** Begin Page text **

Darkhorse Dreams

Nonfiction by Leilani Pickett

My dreams are complicated, always twisting my memories and troubling me when I’m awake. They come rumbling like thunderheads from the depths of my subconscious, imbuing me with their gnawing echoes. I try to push them off, act like it’s nothing, but the dream still plays like a fuzzy old film in my head. Its soundtrack twines around my thoughts, the voices of The Mamas and The Papas whispering the words to “California Dreamin’”: All the leaves are brown. A faint heartache radiates from the dream’s residual memory, thin and wispy like a faraway light in the fog. When awake, I fall into spells of sadness, suddenly numb and blue without knowing why. And the sky is grey. I try not to know something is wrong.

California is prophesied as the place where dreams come true, just not dreams like these. I’d be safe and warm, I used to think, If I was in L.A.…. California dreaming is supposed to be about palm trees and earthquake-sculpted coasts and Santa Ana winds blowing warm on your skin, not about broken promises and sad realizations. The song lyrics should paint a picture of cool water wrapping around pebbled point breaks on afternoons that glow with the western sun. I wish I could still believe in the dream of an idyllic escape from the misery of an eastern winter, but after actually going to California I realize that my dream fell flat. I decide that I might prefer the cold. I’ve been for a walk… on a winter’s day… Now, instead of melting in the sun, my dreams keep getting stuck in snowdrifts.

“If you win this heat, we can go to California in June for the Scholastic Surfing Association Nationals!” my mom whispers in my ear as we stand at the edge of the clear Florida

water, waiting for the horn that signals the start of my heat. I clutch my board under my arm, facing its three fins into the afternoon wind that gusts warmly from the south.

“How are we going to fly to California?” I ask. “Where are we going to stay? We can’t afford two months of hotel bills.” I’m just being realistic.

“Don’t worry about that, I’ll come up with some money.” She doesn’t sound so sure. “But doesn’t it sound like fun? I haven’t been to the west coast since I was in my twenties. We could even surf Malibu! Just concentrate on winning this heat so we can go!” She snaps at me with the last line and I turn away, pretending to study the waves. There are only a few seconds left before my heat starts and I feel sick. I do not want to deal with the pressure. The horn finally blares and I run into the water, leaving my mother nervously picking at her nails on the sand.

** End Page text **

**Work to do**
- A) In the essay about surfing and California, what competition would the narrator travel to California for by winning the heat?
- B) Resume the essay about surfing and California from the point at which it stops.
The material that comes after the essay about surfing and California is separate from the essay itself.

** Begin Stored data **

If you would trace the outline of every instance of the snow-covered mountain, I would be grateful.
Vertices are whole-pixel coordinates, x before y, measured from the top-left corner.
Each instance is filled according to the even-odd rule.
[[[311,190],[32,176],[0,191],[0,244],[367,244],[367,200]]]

** End Stored data **

**Answers to the exercises**
- A) The Scholastic Surfing Association Nationals, held in June.

- B)
As I fight through the shore break, a friend coming in from the heat before mine races up. “There’s a pack of sharks by the buoy!” he screams through the wind. “I don’t know if you should go out there!”

I stop, suddenly cold, and glance toward the other five girls in my heat who are still rushing into the water. I only have twenty minutes to catch three good waves—I need to get out there. A fresh wave of panic washes over me as I realize I will have to float over the sharks to stay in position. I don’t like being afraid of the ocean. I look back at the beach, where my mother is screaming, “What are you doing? Stop flirting! Get out there! Paddle!”

I force my fear down and jump on my board, pushing through an oncoming wave to paddle furiously for the buoy. Nine grey sharks lurk underneath it, and when the waves lift me up I can see their dark bodies collected ominously on the seafloor like a pile of bullets. Each time I dip my arm in the water to paddle, I wonder if I will feel their rows of teeth ripping away my skin. I keep my feet up and try not to resemble a seal. The sharks are wise to my tricks, but

apparently uninterested in finding out how I might taste. They keep me company through the entire heat, not even flinching as I dart for waves above them. The sharks must have brought me luck, because my mom gets her wish. I win the heat. We are going to California.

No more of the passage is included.